***** The data *****
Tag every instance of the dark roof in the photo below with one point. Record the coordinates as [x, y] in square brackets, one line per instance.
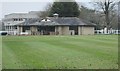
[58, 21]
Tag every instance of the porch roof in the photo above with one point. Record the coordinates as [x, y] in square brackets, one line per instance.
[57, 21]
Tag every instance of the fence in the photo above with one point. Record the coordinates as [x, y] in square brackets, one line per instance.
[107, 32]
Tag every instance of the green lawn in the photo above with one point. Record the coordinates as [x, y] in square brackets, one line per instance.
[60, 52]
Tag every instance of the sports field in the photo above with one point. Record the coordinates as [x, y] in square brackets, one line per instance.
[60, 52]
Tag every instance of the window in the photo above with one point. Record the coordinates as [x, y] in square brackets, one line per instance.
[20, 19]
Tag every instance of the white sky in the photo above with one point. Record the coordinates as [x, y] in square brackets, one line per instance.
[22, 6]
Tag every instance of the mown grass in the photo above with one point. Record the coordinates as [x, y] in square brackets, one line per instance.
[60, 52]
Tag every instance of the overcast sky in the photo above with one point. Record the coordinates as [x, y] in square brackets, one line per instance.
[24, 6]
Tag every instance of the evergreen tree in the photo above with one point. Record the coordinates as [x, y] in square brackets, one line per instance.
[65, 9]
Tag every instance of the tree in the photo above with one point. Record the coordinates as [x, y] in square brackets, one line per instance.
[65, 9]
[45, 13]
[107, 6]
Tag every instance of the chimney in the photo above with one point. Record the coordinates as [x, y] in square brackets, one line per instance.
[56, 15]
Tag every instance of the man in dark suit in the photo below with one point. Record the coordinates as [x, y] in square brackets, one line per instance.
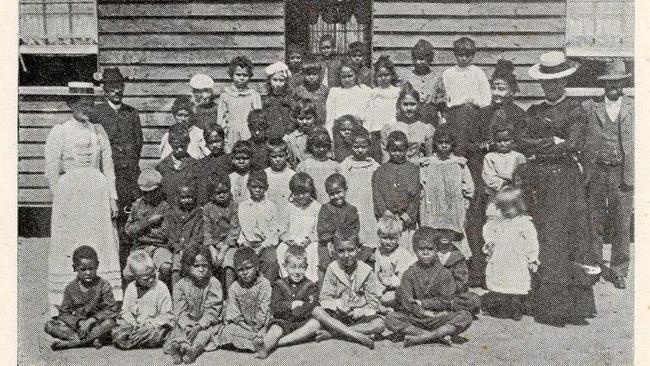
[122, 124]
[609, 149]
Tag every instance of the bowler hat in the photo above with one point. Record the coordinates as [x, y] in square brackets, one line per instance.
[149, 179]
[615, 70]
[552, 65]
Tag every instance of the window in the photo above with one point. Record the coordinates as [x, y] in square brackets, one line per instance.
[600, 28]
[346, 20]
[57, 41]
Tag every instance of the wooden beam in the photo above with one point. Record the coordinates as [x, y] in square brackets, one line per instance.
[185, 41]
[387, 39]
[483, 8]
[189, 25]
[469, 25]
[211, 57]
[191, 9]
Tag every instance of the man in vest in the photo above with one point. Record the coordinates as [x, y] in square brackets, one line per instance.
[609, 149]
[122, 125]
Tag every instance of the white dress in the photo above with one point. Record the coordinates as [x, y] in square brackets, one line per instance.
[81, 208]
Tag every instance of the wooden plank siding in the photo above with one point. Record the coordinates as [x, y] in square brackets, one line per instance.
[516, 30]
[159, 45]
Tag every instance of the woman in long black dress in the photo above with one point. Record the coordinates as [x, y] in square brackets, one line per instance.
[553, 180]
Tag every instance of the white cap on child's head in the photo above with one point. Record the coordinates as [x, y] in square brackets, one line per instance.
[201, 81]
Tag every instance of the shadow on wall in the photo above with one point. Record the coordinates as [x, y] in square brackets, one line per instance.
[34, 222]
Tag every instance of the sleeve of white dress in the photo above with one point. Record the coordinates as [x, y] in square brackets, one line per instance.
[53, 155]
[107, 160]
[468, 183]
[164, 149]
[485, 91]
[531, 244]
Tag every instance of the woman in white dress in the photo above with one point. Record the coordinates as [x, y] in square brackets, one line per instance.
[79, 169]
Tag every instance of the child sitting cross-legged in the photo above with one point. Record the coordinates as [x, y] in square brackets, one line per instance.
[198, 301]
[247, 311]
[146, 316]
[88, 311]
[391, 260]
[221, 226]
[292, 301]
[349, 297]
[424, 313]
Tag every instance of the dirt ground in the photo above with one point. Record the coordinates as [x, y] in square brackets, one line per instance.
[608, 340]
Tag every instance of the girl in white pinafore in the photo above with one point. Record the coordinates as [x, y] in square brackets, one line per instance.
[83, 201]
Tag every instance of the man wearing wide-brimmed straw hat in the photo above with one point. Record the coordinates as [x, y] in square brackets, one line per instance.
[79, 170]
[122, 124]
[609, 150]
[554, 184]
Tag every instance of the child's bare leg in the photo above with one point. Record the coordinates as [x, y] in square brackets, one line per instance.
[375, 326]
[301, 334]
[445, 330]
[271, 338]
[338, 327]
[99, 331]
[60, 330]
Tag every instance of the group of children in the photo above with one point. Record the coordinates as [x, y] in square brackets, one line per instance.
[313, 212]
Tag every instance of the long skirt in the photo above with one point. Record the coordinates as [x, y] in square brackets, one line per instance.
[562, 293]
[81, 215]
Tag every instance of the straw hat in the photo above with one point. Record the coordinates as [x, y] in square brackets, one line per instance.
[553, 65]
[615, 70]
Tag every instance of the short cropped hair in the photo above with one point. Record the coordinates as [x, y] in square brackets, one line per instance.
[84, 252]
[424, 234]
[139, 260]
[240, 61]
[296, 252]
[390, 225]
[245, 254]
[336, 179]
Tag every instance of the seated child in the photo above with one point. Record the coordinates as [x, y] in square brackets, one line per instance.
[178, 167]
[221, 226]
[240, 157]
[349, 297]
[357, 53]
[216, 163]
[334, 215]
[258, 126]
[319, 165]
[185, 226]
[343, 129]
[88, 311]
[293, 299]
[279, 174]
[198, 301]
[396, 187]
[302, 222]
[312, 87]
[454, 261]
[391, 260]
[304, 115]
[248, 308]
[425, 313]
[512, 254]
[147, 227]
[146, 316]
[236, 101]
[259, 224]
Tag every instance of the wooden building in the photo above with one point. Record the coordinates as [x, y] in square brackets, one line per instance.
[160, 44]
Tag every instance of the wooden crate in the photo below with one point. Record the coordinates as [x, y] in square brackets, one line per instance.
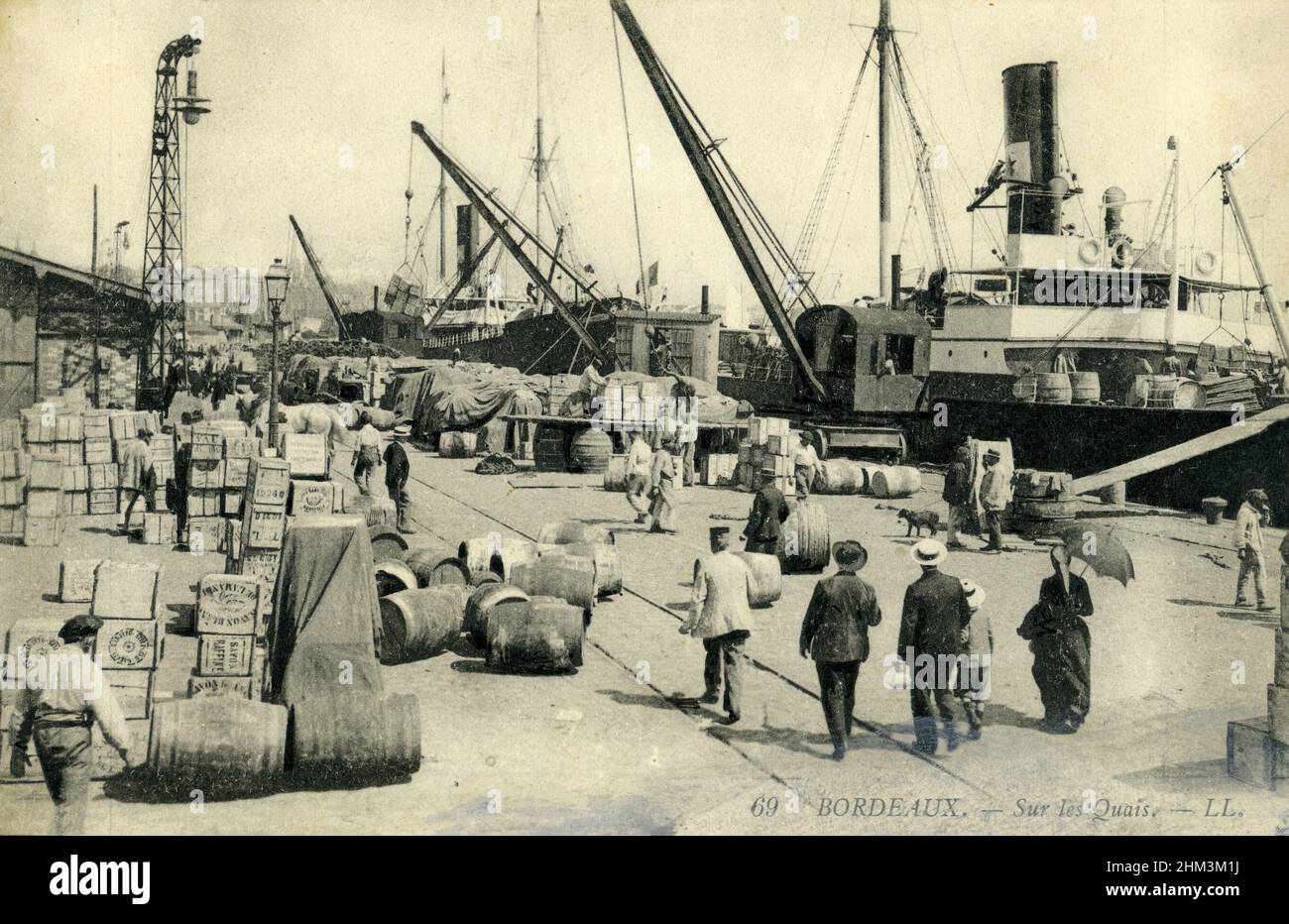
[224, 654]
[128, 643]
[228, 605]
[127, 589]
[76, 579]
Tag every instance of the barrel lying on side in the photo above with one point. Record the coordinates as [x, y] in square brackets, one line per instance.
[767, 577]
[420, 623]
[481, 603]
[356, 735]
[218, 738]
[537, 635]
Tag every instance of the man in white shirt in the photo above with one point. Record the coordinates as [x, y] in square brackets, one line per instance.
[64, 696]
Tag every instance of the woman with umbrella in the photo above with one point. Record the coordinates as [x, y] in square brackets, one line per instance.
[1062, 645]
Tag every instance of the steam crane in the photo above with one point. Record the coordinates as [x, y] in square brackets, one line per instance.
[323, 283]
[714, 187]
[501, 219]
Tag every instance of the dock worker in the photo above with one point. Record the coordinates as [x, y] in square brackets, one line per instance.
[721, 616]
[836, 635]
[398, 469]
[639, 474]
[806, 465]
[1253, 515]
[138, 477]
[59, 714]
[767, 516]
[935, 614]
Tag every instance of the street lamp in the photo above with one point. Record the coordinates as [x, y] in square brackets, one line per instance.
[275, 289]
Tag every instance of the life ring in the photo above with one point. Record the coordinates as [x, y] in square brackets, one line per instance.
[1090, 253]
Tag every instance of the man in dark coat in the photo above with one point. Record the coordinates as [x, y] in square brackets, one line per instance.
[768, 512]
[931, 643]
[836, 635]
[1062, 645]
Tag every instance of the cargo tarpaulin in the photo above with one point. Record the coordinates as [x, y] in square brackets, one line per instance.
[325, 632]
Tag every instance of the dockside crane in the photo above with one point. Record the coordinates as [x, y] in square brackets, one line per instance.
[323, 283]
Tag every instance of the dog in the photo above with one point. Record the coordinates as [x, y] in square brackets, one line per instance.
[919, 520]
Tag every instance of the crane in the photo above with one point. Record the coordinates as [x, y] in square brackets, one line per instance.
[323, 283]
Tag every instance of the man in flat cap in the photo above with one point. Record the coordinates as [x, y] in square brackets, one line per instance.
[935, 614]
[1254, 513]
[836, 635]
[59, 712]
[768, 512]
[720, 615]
*****
**Task directions:** The material above should be returned exactly, without pictures.

**Task result:**
Tag every instance of the dark roof in the photo below with one point. Record the coordinates as [x, y] in square brackets, one line per instance.
[58, 21]
Tag every instance of the porch roof in the photo above with one point. Record the coordinates as [x, y] in square brackets, one line per instance.
[57, 21]
Tag every instance of the fence in the photo above with one point. Record the coordinates as [x, y] in square brackets, one line per instance.
[107, 32]
Tag every instance of the green lawn in the photo above with one point. Record the coordinates as [x, y] in square brackets, one line per instance.
[60, 52]
Tag every instance of the sports field in the photo above with one point. Record the coordinates as [x, y] in square brackets, one line per instance.
[60, 52]
Tag every instance of the window in the photo above with one point. Record the coordinates as [x, y] in square brackets, one line per instance.
[20, 19]
Tag every instance of the white sky in the photo above with one point. Record the coordinates as [x, y] in square brackets, one line per instance.
[22, 6]
Tag every instance of the mown grass in the photo above with one point. Record the coordinates as [x, y] in square brackets, one line per instance.
[60, 52]
Tag every instance of the overcast sky in the photo above with one point. Record the coordinates as [x, y] in square brackets, one line per instance.
[24, 6]
Tag every instance of the evergreen tree in the photo above with one point. Record the coordinates as [x, y] in square brackets, one line per instance.
[65, 9]
Tag every instance of the tree in the photo above with one point. Record the coordinates as [x, y] in square brackets, one line per instance.
[65, 9]
[45, 13]
[107, 6]
Tag every instance of the chimney in the photo above with one point. Record the coordinates as [x, y] in square brackets, one line per instance.
[56, 15]
Tag every instance of the man in dark suit in the photo below with one point. Record the coordinates as [x, y] in square brackets, one line per instance.
[122, 124]
[609, 149]
Tag every instance of the bowler hat in the photo above with one point. Record the coordinates as [x, y] in square brackets, one line per instance.
[149, 179]
[615, 70]
[552, 65]
Tag every instance of the window in the photo above with one point. Record the coordinates as [x, y] in square brackets, one line per instance.
[600, 28]
[346, 20]
[57, 41]
Tag every instance of the wooden beam in the photo above with one point. Record the coordinates as [x, y] in square brackets, one line per instance.
[185, 41]
[387, 39]
[483, 8]
[189, 25]
[469, 25]
[211, 57]
[191, 9]
Tag every instance of the man in vest in the photo above with one point. Record the coordinates as [x, y] in square brackets, one line per instance.
[609, 149]
[122, 125]
Tag every instance of the white dress in the photo above with one point. Record the coordinates as [x, y] in square brackets, one line per instance.
[81, 208]
Tag every instance of the wooden plank siding in the photo above with one point. Record the coordinates as [x, y] in square brackets, one line per instance.
[516, 30]
[159, 45]
Tag every instance of the woman in long black dress in the photo above with one point. Record the coordinates as [x, y] in square brackets, one line per instance.
[553, 180]
Tag every instance of the white cap on child's head in the photo above with one point. Record the coordinates as [x, y] in square brackets, one line per instance.
[201, 81]
Tag every instance of the shadow on wall in the photo above with one point. Record the coordinates as [x, y] in square brackets, one line per instance.
[34, 222]
Tag every instance of the sleeve of white dress in the photo above with one point. Record the coordinates as [x, y] in square brackets, one line per instance.
[53, 155]
[107, 160]
[468, 183]
[164, 149]
[485, 91]
[531, 244]
Tag every instance of the woman in white dress in the photo above with one point. Record the coordinates as [x, y] in square brackets, one line per instance.
[79, 169]
Tag every instance of the child sitting cross-legged in the photo above with one point. Record the coordinates as [x, y] in square brackets, one line per instance.
[198, 301]
[247, 311]
[146, 316]
[88, 311]
[391, 260]
[221, 226]
[292, 301]
[349, 297]
[424, 313]
Tag every instance of the dirt ground in the photo above with one point. Record the coordinates as [x, y] in square brackets, one line per instance.
[608, 340]
Tag every instance of the girl in white pinafore in the photo above with one point. Record the coordinates as [x, y] in square brackets, one line per instance.
[83, 201]
Tag every instance of the man wearing wide-brimmed straw hat in the photo above with one point. Record the coordinates as [x, y] in square brackets, one line per instance.
[79, 170]
[122, 124]
[609, 150]
[554, 184]
Tag every instance of the child's bare leg in the photo above with one point. Record the coordinates as [x, y] in square brackets, one line per instance.
[375, 326]
[301, 334]
[445, 330]
[271, 338]
[338, 327]
[99, 331]
[60, 330]
Tag every instance of the group of children in the photo above with one point. Record the coordinates as [x, y] in square brackets, one line per instance.
[313, 212]
Tag every instance of the long skirt in the photo above with one point. Record the coordinates as [x, y] in square brackets, one line per instance.
[562, 293]
[81, 215]
Tag every instance of the straw hat in the photo above with one point. Record the coordinates as [x, y] in square brackets, one line per instance.
[553, 65]
[615, 70]
Tag every instance of the short cropped hair in the photo above with one point. Record the coordinates as [x, y] in square brackets, one line per instance.
[84, 252]
[424, 234]
[139, 260]
[240, 61]
[296, 252]
[390, 225]
[245, 254]
[336, 179]
Tag every instance of the seated child in the photo above with one point. Record the coordinates as [x, y] in square brackets, one line per instance.
[178, 167]
[221, 226]
[240, 157]
[349, 297]
[357, 53]
[216, 163]
[334, 215]
[258, 126]
[319, 165]
[185, 226]
[343, 129]
[88, 311]
[293, 299]
[279, 174]
[198, 301]
[396, 187]
[302, 222]
[312, 87]
[454, 261]
[391, 260]
[304, 115]
[248, 308]
[425, 313]
[512, 254]
[147, 227]
[146, 316]
[236, 101]
[259, 224]
Tag every instance of the wooden building in the photo above with one point. Record the coordinates as [x, y] in square brackets, one line per instance.
[160, 44]
Tag every instance of the wooden crate in the photo below with one point. Record the coordinates as [x, y] in square brackets, one line per instance.
[224, 654]
[128, 643]
[228, 605]
[127, 589]
[76, 579]
Tag every instance of the barrel lying on side in the photo above with one point. Record the coordinates as [x, y] in square brackets, one line per instance.
[767, 577]
[420, 623]
[481, 603]
[356, 735]
[218, 738]
[537, 635]
Tag every instance of the man in white shirt in the photo above with one point. Record the coordinates as [x, y] in square brackets, one line per instance.
[64, 696]
Tag every instance of the woman with umbrella in the photo above with one point. Record the coordinates as [x, y] in square brackets, one line per instance.
[1062, 645]
Tag every instance of the steam crane in the photo above with one point. Record the coordinates as [x, y] in square brackets, one line per instance.
[323, 283]
[714, 187]
[501, 219]
Tag every instance of the dock worker in the photo above with one point. Record the coordinates as [x, y] in square brackets, one line per instance.
[721, 616]
[836, 635]
[398, 469]
[639, 474]
[806, 465]
[1253, 515]
[138, 477]
[59, 714]
[767, 516]
[935, 614]
Tag every instance of the street lamp in the photo above with one point. Record the coordinates as [x, y] in square brackets, one line per instance.
[275, 289]
Tag every instance of the life ring in the photo above with one point. Record the coordinates as [x, y] in square brackets, one line per instance.
[1090, 253]
Tag every instance of the man in dark coat in the photo above with one point. Record the coordinates as [x, y] in square brackets, one line per instance.
[768, 512]
[931, 643]
[836, 635]
[1062, 645]
Tag every instance of the cargo tarpaulin in the photo above with one point. Record the coordinates as [x, y] in square brackets, one line per instance.
[325, 632]
Tag every instance of the dockside crane in the photo above with one point. Record the coordinates as [x, y] in square brackets, one line per instance.
[323, 283]
Tag every instance of the dog in the photo above with one point. Record the coordinates as [x, y] in square brackets, one line per instance.
[919, 520]
Tag every instance of the crane in the photo above with one point. Record the coordinates as [x, y] in square brackets, one line per instance.
[323, 283]
Tag every instance of the man in flat cap in the photo above with one point. Record the coordinates as [x, y] in square brackets, one line per instance.
[935, 614]
[1254, 513]
[836, 635]
[59, 712]
[768, 512]
[720, 615]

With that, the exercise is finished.